== Goal of the exercise ==
Output the material from the line with "hill, it would be much appreciated." to the line with "MULTIPOLYGON (((549 178, 483" as a two-column CSV headed input and output. Each row should hold a text and its answer, each in one quoted field with line breaks replaced by spaces.

┏━━

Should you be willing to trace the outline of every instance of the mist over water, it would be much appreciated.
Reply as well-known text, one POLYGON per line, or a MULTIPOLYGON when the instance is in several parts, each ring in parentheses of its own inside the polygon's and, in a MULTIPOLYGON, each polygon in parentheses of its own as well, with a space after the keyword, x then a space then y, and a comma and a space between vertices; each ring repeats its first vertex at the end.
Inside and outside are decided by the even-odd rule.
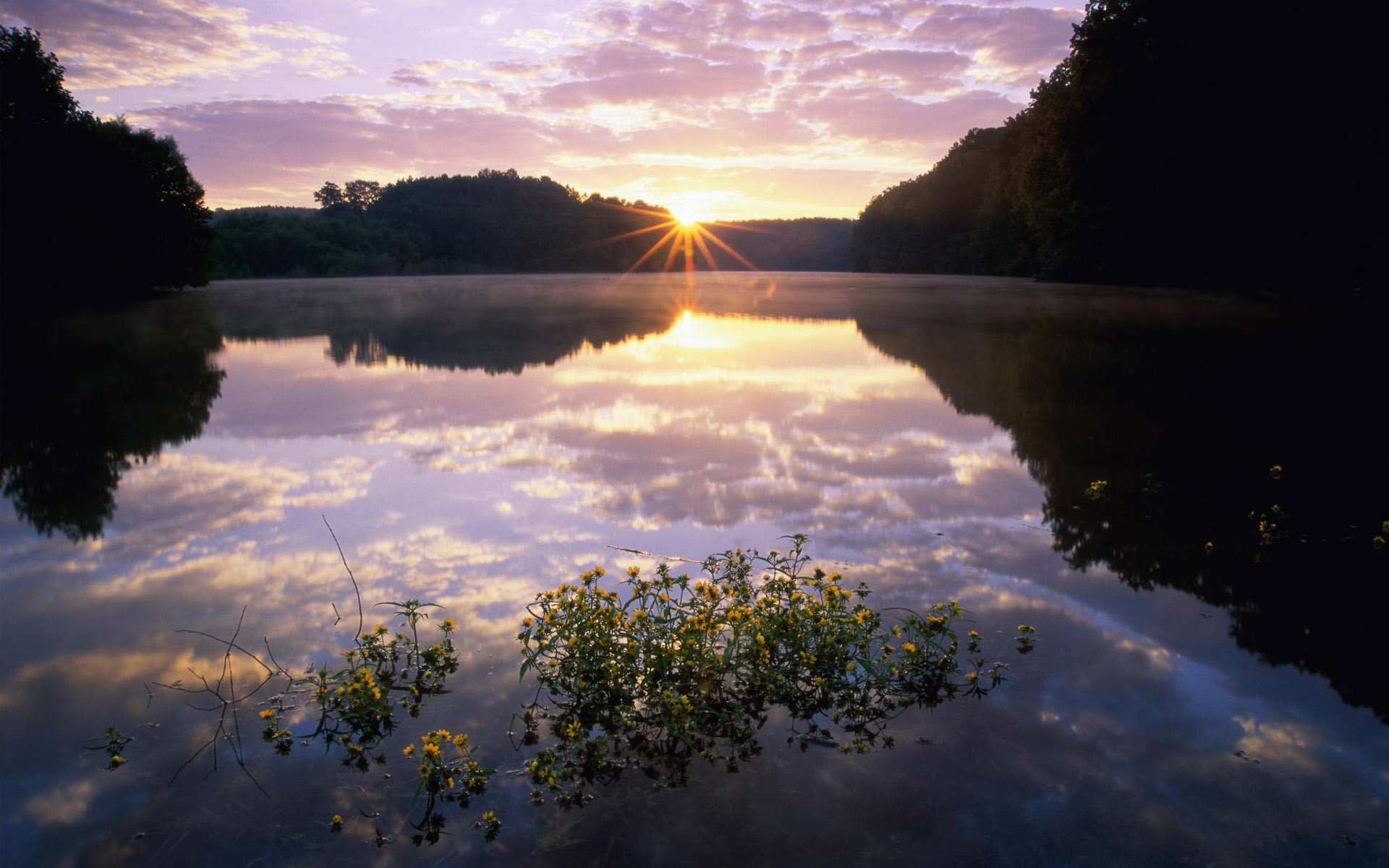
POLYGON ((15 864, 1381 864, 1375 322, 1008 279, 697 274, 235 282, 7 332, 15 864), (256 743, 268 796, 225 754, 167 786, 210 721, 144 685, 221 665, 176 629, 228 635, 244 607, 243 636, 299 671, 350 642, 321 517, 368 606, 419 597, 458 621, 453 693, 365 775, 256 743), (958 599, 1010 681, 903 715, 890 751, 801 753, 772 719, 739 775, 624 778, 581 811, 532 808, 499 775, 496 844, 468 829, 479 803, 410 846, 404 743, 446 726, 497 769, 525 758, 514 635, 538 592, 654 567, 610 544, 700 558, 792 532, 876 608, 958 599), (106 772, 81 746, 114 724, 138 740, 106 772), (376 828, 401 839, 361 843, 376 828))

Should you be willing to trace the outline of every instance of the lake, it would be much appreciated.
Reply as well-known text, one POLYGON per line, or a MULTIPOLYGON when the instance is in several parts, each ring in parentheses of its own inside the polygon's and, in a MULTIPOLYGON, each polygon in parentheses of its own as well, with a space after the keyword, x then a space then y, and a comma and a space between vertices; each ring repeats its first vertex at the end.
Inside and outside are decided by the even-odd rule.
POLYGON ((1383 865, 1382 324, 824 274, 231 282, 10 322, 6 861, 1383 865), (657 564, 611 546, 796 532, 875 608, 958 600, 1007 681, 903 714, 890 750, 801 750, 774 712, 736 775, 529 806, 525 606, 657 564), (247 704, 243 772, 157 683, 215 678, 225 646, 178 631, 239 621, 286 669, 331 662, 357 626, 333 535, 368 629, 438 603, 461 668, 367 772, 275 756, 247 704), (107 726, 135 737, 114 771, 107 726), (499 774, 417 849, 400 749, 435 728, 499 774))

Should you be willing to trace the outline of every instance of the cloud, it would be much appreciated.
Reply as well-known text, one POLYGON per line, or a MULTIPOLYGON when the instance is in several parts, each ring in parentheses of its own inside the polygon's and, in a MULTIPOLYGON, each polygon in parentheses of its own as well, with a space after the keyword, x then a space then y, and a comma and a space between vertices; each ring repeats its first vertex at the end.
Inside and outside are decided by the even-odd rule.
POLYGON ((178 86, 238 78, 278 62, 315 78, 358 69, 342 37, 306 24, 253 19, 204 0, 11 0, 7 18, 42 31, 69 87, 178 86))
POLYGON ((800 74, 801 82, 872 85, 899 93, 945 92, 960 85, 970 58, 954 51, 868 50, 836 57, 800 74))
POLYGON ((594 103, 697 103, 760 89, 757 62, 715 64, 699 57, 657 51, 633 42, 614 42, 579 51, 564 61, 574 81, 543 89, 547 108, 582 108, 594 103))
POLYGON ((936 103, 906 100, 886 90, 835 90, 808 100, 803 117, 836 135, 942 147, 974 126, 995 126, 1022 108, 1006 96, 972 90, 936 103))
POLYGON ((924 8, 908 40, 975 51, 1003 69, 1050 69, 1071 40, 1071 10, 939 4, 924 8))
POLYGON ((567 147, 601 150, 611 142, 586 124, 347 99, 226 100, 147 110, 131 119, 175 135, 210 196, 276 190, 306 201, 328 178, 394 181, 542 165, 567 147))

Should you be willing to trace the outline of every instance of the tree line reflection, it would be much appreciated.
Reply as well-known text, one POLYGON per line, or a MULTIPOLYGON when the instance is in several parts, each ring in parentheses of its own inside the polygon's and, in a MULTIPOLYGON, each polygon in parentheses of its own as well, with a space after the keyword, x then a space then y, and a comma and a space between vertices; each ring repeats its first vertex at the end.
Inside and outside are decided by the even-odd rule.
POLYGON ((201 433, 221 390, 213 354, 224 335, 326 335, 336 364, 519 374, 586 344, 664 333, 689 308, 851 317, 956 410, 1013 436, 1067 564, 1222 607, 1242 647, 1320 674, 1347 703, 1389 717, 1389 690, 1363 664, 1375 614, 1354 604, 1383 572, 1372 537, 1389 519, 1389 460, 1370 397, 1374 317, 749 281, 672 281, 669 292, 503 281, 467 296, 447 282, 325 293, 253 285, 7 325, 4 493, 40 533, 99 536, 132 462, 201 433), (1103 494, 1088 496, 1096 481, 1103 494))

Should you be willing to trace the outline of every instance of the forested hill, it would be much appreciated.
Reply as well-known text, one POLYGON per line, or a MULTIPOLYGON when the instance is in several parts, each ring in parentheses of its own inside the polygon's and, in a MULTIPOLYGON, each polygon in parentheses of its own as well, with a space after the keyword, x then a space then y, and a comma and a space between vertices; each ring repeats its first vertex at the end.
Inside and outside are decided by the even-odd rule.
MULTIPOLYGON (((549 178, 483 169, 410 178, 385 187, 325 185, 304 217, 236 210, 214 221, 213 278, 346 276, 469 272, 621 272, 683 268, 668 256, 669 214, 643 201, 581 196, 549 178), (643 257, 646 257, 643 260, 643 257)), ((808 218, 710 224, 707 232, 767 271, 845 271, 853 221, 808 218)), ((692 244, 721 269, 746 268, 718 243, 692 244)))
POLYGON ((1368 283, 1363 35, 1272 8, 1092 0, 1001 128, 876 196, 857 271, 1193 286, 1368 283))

┗━━

== Written answer ==
input,output
"Should you be willing to trace the outline of every instance of the forested hill, it would be much appreciated. Reply as well-known text, one POLYGON per line, or a MULTIPOLYGON when the instance is in several parts, each ring in parentheses of its own inside the polygon's and, in a MULTIPOLYGON, each polygon in parentheses of its own as well, with a space after the keyword, x then a space then y, and a comma and a space between vertices; each ring repeats its first vertex at the end. Inside and outside are decided by the even-odd rule.","MULTIPOLYGON (((549 178, 483 169, 410 178, 385 187, 325 185, 304 217, 236 210, 214 221, 213 278, 346 276, 469 272, 621 272, 683 268, 668 256, 669 214, 643 201, 581 196, 549 178), (643 257, 646 257, 643 260, 643 257)), ((808 218, 710 224, 707 232, 767 271, 845 271, 853 221, 808 218)), ((692 244, 721 269, 746 268, 718 243, 692 244)))"